== PROVIDED RECORDS

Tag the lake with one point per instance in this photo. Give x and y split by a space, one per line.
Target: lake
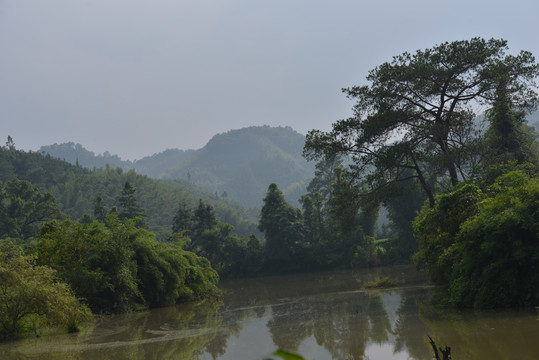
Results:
320 316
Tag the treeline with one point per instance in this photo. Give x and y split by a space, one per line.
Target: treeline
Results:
413 127
76 190
56 271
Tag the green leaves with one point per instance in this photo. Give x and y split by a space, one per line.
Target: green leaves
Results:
484 245
31 294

====

WHAT THE TASK ASKS: Copy out every row above word for word, leaving out the picture.

TASK RESULT:
Tag the lake with one point per instance in this photo. Give x and y split by a space, one per line.
Target: lake
Results:
320 316
Tag the treeline with one point per instance in this photo. Give x and y split by a space, one per line.
Target: treeline
Results:
413 127
76 190
56 271
Tag the green leaves with one point per instance in this photo. Give x and y split by a space, one per line.
Target: green leaves
Results:
484 245
31 294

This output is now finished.